(begin)

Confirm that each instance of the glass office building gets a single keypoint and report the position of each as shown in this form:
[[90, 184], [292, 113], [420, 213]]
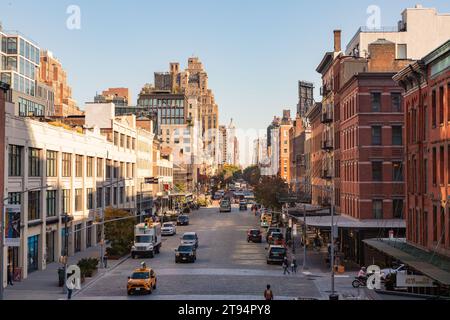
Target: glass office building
[[20, 61]]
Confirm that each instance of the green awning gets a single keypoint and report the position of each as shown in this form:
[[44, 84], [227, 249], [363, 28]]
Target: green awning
[[432, 265]]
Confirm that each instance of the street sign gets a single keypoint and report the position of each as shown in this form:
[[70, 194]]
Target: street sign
[[12, 225], [335, 232], [151, 180], [413, 281]]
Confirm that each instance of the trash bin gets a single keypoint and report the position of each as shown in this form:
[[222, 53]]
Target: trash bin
[[334, 297], [61, 276]]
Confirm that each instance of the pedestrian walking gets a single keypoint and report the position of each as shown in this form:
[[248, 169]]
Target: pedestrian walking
[[294, 266], [70, 286], [268, 294], [10, 275], [286, 267]]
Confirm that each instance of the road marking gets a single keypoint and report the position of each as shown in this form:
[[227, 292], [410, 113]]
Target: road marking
[[186, 297], [216, 272]]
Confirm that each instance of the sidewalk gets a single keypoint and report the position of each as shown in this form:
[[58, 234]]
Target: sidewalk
[[319, 272], [43, 285]]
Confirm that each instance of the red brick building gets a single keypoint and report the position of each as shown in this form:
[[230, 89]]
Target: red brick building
[[427, 112], [4, 96]]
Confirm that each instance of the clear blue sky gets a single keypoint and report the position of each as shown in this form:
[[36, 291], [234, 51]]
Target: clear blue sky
[[254, 51]]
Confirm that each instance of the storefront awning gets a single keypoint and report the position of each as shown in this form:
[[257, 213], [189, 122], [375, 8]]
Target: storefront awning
[[348, 222], [434, 266]]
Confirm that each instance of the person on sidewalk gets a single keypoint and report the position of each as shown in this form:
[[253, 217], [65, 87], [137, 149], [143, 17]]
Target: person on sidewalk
[[10, 275], [286, 267], [294, 266], [268, 294], [70, 286]]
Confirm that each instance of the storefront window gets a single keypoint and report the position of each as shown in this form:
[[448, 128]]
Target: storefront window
[[33, 253]]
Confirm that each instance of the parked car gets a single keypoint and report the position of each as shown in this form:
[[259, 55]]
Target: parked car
[[254, 235], [185, 253], [225, 206], [190, 239], [276, 238], [388, 271], [276, 254], [168, 229], [243, 206], [183, 220], [270, 230], [143, 280]]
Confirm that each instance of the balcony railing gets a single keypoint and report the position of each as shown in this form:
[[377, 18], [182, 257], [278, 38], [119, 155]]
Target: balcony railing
[[327, 117], [326, 174], [327, 145]]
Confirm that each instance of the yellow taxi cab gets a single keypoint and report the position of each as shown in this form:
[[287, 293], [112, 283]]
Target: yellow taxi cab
[[143, 280]]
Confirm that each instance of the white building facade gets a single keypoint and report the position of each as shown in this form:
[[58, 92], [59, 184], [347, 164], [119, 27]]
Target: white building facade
[[55, 171]]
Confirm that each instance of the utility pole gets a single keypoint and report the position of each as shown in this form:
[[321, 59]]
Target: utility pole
[[305, 229], [66, 251]]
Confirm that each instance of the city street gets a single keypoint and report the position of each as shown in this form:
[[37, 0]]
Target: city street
[[227, 266]]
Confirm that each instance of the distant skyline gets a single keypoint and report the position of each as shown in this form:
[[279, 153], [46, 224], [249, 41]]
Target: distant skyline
[[254, 51]]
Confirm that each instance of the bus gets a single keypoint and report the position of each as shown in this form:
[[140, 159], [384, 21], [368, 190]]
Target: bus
[[266, 220]]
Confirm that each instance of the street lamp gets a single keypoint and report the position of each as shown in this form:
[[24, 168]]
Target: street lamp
[[102, 243], [2, 233]]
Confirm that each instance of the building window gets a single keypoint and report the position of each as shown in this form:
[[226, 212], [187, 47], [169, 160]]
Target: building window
[[15, 161], [397, 172], [34, 162], [78, 199], [122, 193], [66, 201], [116, 169], [397, 209], [89, 234], [448, 164], [441, 105], [66, 164], [122, 140], [441, 165], [375, 98], [51, 161], [433, 107], [34, 205], [89, 167], [99, 197], [122, 170], [78, 166], [90, 198], [51, 203], [377, 209], [397, 135], [448, 105], [434, 166], [434, 223], [377, 171], [14, 198], [99, 167], [108, 169], [402, 51], [115, 196], [77, 238], [376, 135], [396, 100], [107, 197], [442, 224]]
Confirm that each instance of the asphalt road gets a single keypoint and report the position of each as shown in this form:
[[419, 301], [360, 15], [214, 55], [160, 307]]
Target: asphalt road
[[227, 267]]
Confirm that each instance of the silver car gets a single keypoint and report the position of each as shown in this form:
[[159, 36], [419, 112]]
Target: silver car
[[190, 239]]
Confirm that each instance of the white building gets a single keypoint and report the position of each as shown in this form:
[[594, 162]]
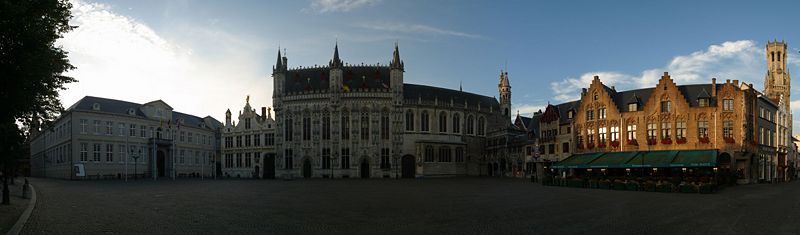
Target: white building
[[248, 149], [99, 138]]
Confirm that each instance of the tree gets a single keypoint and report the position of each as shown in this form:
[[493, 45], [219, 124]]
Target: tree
[[31, 68]]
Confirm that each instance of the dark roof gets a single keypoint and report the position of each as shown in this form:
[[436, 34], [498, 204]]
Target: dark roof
[[430, 93], [122, 107], [354, 77]]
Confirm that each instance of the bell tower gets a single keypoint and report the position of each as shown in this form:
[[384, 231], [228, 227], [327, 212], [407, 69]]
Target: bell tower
[[504, 87], [777, 83]]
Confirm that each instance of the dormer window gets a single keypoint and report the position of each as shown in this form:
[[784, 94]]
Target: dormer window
[[633, 107], [702, 102]]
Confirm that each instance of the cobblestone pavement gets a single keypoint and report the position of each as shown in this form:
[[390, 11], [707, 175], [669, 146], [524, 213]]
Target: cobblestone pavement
[[430, 206]]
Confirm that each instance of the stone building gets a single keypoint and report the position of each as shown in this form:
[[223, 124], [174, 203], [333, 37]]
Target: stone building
[[248, 144], [346, 120], [730, 127], [105, 138]]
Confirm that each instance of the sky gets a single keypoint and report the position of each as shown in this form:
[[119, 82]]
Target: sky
[[204, 57]]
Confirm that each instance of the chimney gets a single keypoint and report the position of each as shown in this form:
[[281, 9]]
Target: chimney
[[714, 87]]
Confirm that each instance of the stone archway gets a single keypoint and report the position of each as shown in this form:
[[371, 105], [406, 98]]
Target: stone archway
[[307, 168], [409, 167]]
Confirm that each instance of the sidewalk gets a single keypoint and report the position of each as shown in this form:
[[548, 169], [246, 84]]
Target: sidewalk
[[10, 213]]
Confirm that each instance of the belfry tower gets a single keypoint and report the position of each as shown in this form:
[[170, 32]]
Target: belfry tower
[[777, 84], [504, 87]]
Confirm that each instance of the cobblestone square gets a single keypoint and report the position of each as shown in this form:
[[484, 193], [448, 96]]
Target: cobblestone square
[[429, 206]]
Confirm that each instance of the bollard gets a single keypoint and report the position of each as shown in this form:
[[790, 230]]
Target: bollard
[[26, 190]]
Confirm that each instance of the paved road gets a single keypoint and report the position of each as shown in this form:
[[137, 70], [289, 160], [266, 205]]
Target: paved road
[[431, 206]]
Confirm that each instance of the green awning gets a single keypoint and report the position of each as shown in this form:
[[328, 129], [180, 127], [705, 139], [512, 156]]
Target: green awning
[[641, 159], [614, 160], [577, 161], [653, 159], [696, 158]]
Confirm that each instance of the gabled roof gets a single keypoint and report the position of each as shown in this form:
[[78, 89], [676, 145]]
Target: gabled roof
[[430, 93]]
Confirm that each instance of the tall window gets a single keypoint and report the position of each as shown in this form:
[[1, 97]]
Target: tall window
[[84, 122], [109, 152], [614, 133], [445, 155], [306, 128], [365, 125], [409, 120], [385, 126], [456, 123], [481, 126], [385, 159], [602, 135], [601, 113], [633, 107], [423, 121], [666, 106], [288, 159], [287, 130], [727, 128], [96, 152], [345, 158], [631, 131], [470, 125], [680, 130], [651, 131], [442, 122], [666, 130], [727, 105], [429, 154], [459, 154], [702, 129], [109, 128], [326, 158], [84, 152], [269, 139], [345, 126], [326, 126]]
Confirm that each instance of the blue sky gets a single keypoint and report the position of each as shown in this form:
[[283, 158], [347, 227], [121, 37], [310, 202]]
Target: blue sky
[[204, 57]]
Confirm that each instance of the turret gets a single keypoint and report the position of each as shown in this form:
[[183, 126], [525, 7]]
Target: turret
[[504, 87], [228, 117], [396, 75]]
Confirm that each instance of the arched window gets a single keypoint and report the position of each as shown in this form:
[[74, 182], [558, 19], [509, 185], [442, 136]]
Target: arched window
[[409, 120], [456, 123], [423, 121], [481, 126], [442, 122], [470, 125]]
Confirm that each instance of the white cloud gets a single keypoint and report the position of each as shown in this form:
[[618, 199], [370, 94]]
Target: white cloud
[[736, 60], [122, 58], [414, 28], [326, 6]]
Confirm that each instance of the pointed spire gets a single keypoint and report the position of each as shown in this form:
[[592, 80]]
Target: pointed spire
[[396, 62], [336, 62]]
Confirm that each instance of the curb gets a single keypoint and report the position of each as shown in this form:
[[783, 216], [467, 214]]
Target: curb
[[25, 215]]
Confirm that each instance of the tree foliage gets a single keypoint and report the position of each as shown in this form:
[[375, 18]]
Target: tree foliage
[[31, 67]]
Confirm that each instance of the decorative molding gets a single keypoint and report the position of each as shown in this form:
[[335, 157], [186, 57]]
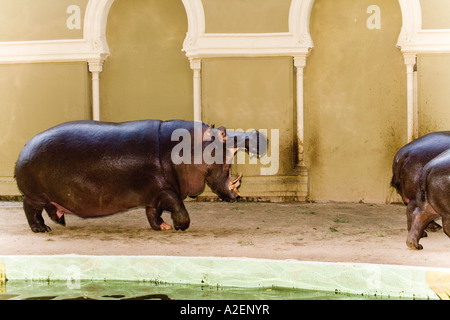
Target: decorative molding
[[413, 38], [92, 46], [199, 44]]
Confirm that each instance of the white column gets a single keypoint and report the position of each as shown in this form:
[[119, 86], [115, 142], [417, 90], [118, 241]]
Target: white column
[[196, 66], [95, 67], [300, 64], [411, 113]]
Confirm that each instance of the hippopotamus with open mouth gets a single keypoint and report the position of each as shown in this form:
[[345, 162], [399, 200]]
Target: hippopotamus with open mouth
[[408, 165], [94, 169]]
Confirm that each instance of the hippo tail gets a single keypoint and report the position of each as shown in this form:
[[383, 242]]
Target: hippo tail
[[397, 166], [423, 184]]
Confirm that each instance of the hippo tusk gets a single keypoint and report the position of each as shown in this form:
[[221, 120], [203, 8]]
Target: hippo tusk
[[238, 178]]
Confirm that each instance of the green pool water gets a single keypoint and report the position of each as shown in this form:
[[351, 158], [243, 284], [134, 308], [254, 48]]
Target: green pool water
[[131, 290]]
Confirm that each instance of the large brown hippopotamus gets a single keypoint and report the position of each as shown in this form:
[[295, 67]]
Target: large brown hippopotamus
[[93, 168], [433, 199], [408, 164]]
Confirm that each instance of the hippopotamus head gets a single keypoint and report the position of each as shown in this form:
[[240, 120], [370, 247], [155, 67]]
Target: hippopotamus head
[[223, 145]]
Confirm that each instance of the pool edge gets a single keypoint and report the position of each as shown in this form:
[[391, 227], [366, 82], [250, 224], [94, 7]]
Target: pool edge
[[395, 281]]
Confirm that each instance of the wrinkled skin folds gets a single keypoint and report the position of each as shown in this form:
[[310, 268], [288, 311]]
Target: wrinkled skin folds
[[408, 165]]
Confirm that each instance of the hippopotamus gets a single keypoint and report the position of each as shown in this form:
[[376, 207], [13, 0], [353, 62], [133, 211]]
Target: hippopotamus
[[93, 169], [408, 165], [433, 198]]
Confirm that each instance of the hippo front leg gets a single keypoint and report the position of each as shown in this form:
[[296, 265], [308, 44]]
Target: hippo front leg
[[171, 202], [420, 219], [33, 212], [155, 220]]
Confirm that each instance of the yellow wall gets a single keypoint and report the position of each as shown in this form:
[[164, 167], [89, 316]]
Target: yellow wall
[[246, 16], [435, 14], [355, 104], [147, 74], [35, 97], [434, 92], [25, 20], [251, 93]]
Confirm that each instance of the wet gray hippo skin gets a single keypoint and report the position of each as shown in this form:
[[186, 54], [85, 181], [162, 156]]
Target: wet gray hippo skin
[[433, 198], [408, 165], [93, 169]]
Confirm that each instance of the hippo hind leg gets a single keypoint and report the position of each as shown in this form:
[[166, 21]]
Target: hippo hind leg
[[155, 220], [33, 212], [52, 213]]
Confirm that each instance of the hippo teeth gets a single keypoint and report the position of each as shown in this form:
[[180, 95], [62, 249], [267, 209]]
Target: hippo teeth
[[235, 183], [238, 178]]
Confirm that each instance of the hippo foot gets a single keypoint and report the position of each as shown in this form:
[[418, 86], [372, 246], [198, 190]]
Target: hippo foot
[[433, 226], [165, 226], [41, 228], [414, 245]]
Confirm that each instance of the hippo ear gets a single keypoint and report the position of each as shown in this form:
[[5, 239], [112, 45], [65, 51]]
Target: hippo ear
[[207, 134], [222, 134]]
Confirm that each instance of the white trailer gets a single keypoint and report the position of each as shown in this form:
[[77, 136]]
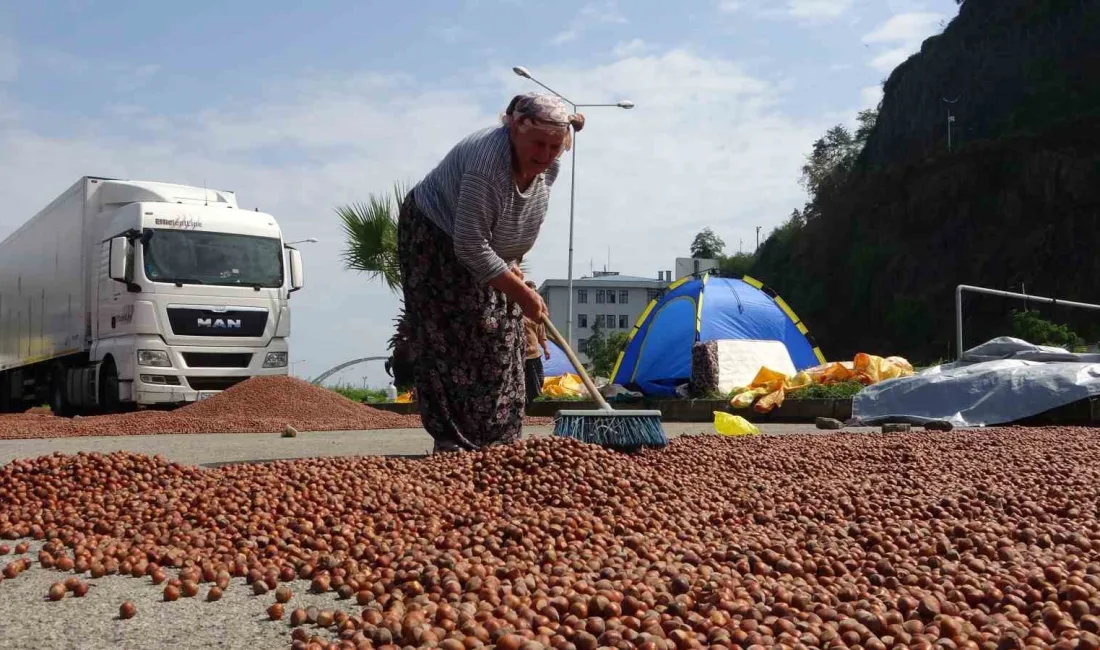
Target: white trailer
[[125, 294]]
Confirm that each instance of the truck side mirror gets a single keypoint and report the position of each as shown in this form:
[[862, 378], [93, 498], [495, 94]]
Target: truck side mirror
[[296, 276], [120, 254]]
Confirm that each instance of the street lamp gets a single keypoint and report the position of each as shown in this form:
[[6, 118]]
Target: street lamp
[[520, 70]]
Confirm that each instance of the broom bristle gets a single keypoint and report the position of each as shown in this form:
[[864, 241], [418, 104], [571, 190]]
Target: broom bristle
[[613, 429]]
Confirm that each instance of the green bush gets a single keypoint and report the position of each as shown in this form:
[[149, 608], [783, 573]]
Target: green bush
[[356, 394], [1033, 328], [838, 390]]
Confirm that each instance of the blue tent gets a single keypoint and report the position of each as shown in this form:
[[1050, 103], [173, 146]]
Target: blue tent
[[696, 309]]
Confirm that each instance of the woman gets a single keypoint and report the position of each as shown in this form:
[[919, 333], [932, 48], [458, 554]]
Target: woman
[[535, 349], [461, 234]]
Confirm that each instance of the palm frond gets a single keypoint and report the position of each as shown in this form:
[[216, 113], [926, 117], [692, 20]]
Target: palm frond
[[371, 237]]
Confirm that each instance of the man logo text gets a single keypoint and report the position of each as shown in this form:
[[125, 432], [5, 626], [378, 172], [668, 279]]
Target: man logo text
[[230, 323]]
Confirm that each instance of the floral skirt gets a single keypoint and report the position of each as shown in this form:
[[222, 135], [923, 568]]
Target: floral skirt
[[466, 338]]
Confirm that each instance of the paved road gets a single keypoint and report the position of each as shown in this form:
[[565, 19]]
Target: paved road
[[215, 449]]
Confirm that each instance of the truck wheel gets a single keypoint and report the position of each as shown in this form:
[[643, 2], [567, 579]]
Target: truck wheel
[[58, 398], [109, 388], [6, 400]]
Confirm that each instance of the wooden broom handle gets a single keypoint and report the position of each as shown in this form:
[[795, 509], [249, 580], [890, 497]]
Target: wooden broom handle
[[576, 364]]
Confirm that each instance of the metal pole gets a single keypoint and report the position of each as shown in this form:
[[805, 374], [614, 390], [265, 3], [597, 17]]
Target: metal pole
[[958, 322], [958, 306], [572, 201]]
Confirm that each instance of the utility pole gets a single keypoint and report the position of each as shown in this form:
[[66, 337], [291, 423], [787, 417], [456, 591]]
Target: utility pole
[[950, 120]]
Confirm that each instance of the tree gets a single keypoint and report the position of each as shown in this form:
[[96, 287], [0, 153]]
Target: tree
[[834, 156], [371, 246], [603, 350], [371, 235], [736, 265], [706, 245], [1033, 328]]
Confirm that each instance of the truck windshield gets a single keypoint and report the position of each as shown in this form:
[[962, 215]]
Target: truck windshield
[[189, 256]]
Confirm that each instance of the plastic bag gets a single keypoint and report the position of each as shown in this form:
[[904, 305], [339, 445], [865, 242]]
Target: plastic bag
[[730, 425], [568, 385]]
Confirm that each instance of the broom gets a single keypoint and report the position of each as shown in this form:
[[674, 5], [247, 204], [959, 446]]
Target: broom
[[620, 430]]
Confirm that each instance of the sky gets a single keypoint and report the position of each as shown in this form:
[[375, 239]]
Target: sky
[[303, 107]]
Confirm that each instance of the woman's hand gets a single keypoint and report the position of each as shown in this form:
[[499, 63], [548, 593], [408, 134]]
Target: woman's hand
[[531, 303]]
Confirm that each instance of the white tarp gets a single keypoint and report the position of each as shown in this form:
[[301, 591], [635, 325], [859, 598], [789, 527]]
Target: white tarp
[[1001, 381]]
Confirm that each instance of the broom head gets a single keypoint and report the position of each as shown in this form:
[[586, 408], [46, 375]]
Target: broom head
[[622, 430]]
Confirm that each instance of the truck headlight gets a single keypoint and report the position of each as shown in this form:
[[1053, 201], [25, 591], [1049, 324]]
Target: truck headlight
[[153, 357], [275, 360]]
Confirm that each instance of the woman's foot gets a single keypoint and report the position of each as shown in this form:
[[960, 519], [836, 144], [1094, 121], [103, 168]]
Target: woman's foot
[[444, 447]]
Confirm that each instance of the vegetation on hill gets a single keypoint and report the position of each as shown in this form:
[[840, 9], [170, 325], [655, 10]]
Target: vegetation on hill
[[895, 220]]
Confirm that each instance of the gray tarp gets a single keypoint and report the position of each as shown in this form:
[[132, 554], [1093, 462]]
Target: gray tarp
[[999, 382]]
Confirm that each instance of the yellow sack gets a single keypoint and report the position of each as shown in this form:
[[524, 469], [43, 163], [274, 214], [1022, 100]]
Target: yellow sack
[[568, 385], [730, 425]]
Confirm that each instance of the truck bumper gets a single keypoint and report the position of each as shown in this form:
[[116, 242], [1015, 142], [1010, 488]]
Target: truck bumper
[[199, 372]]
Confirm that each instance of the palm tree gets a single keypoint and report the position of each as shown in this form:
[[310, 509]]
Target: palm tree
[[371, 246], [371, 234]]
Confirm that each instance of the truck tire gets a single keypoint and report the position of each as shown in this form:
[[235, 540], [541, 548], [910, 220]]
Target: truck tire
[[58, 395], [7, 405], [109, 388]]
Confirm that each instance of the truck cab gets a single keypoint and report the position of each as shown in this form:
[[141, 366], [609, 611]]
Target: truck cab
[[190, 299]]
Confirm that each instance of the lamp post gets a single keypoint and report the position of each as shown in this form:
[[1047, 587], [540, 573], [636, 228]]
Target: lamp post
[[520, 70], [950, 120]]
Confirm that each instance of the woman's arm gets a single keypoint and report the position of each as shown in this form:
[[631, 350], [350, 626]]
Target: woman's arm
[[477, 207]]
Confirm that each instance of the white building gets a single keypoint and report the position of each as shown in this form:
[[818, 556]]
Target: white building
[[608, 298]]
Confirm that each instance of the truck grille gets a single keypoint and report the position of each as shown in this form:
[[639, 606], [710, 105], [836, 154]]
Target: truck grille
[[217, 359], [196, 321], [213, 383]]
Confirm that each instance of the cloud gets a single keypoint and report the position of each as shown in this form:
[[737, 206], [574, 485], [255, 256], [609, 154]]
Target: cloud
[[634, 47], [9, 61], [900, 36], [453, 34], [814, 10], [591, 14], [706, 145], [803, 11], [871, 96]]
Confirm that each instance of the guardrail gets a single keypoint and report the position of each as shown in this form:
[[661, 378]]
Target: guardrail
[[988, 292]]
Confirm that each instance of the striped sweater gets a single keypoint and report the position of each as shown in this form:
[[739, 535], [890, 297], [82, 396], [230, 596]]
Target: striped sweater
[[472, 196]]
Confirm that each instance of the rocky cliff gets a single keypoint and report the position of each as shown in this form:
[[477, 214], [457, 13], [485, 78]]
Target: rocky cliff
[[1016, 201]]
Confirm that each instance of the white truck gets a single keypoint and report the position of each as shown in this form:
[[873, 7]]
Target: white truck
[[124, 294]]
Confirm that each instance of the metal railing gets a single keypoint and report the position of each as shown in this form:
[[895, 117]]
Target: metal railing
[[958, 307]]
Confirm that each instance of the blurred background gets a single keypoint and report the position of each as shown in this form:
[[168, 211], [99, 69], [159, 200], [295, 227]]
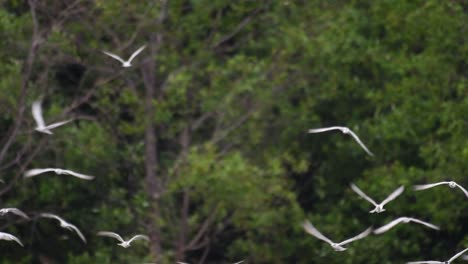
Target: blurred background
[[203, 144]]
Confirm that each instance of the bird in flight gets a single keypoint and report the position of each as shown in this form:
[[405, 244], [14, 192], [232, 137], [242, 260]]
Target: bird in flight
[[344, 130], [127, 63], [378, 207], [451, 184], [124, 243], [309, 228], [403, 220], [441, 262], [15, 211], [41, 126], [64, 224], [6, 236], [34, 172]]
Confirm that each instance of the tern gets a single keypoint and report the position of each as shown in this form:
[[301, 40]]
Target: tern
[[124, 243], [34, 172], [451, 184], [344, 130], [64, 224], [127, 63], [403, 220], [309, 228], [378, 207], [41, 126], [15, 211], [441, 262], [6, 236]]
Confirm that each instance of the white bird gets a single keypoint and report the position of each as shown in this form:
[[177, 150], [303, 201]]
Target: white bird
[[403, 220], [125, 243], [344, 130], [451, 184], [64, 224], [127, 63], [309, 228], [15, 211], [41, 126], [378, 207], [34, 172], [6, 236], [441, 262]]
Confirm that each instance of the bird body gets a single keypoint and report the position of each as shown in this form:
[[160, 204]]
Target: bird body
[[378, 207], [309, 228], [64, 224], [404, 220], [127, 63], [41, 126], [124, 243], [34, 172], [344, 130]]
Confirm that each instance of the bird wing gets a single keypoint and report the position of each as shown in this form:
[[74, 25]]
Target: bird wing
[[393, 195], [34, 172], [425, 223], [356, 138], [309, 228], [427, 186], [138, 237], [136, 53], [114, 56], [79, 175], [54, 125], [463, 189], [388, 226], [6, 236], [360, 236], [110, 234], [16, 211], [325, 129], [362, 194], [37, 113], [458, 254]]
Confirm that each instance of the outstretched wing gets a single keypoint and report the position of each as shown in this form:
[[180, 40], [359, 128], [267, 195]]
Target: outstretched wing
[[356, 138], [114, 56], [309, 228], [110, 234], [138, 237], [388, 226], [393, 195], [37, 113], [79, 175], [34, 172], [360, 236], [362, 194], [425, 223], [427, 186], [136, 53]]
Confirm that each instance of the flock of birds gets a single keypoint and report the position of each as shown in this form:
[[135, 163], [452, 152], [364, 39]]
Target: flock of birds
[[309, 228], [379, 207]]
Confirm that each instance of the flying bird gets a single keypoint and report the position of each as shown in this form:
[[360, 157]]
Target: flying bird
[[127, 63], [15, 211], [344, 130], [309, 228], [403, 220], [6, 236], [124, 243], [441, 262], [41, 126], [451, 184], [34, 172], [64, 224], [378, 207]]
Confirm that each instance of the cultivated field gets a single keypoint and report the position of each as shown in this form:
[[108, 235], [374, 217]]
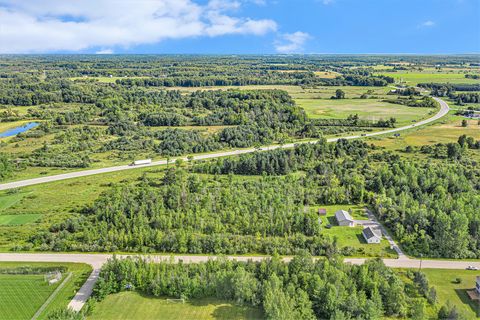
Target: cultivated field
[[443, 131], [22, 295], [368, 109], [132, 306], [413, 78]]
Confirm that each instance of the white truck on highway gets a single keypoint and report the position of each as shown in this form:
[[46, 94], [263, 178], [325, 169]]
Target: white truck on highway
[[141, 162]]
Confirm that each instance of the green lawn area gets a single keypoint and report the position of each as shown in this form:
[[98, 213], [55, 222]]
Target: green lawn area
[[368, 109], [4, 126], [18, 219], [22, 295], [448, 290], [413, 78], [352, 236], [133, 305]]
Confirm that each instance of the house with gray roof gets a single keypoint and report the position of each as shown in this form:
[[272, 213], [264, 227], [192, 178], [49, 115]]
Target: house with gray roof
[[372, 235], [344, 219]]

(end)

### Task goal
Find the line containing "Confirm that each instance of the outstretched" in the listing above. Restate it and every line after it, word for word, through the final line, leaving out the pictures.

### Reply
Confirm that each instance of the outstretched wing gets a single keypoint and report the position of each as shown in this form:
[[180, 40], [359, 128], [267, 195]]
Target: outstretched wing
[[356, 138], [114, 56], [309, 228], [110, 234], [138, 237], [388, 226], [393, 195], [37, 113], [79, 175], [34, 172], [360, 236], [362, 194], [425, 223], [427, 186], [136, 53]]
Confirm that each instance of the flock of birds gets a single keypoint and report the position of each as shown in this form:
[[135, 163], [452, 152], [364, 39]]
Target: flock of birds
[[309, 228], [379, 207]]
Confirm that each instance of the flying bird gets a single keypoint and report the position of each as shown in this form:
[[360, 157]]
Target: flying bird
[[127, 63], [15, 211], [344, 130], [309, 228], [403, 220], [6, 236], [124, 243], [441, 262], [41, 126], [451, 184], [34, 172], [64, 224], [378, 207]]
Confirm that each instance of the cultivated field gets a single keypoint and report the position of each as shown in this form:
[[108, 235], [374, 217]]
Target: cultivated field
[[443, 131], [22, 295], [368, 109], [132, 306], [413, 78]]
Confirm that each instance of the white truck on highway gets a single keypoint and report the position of each as shown in this form:
[[46, 94], [263, 178], [325, 169]]
Target: white truck on highway
[[141, 162]]
Confirm that each instance of the green lawn area gets a single keypoint and report the position of each as shown in this form:
[[98, 213], [55, 222]]
Target: green lawn area
[[368, 109], [4, 126], [18, 219], [22, 295], [448, 290], [413, 78], [352, 236], [133, 305]]
Confirm that each instance of the house with gray roof gets a single keypoint and report the position of each as shown in this form:
[[272, 213], [264, 227], [192, 178], [49, 115]]
Target: house with gray roof
[[372, 235], [344, 219]]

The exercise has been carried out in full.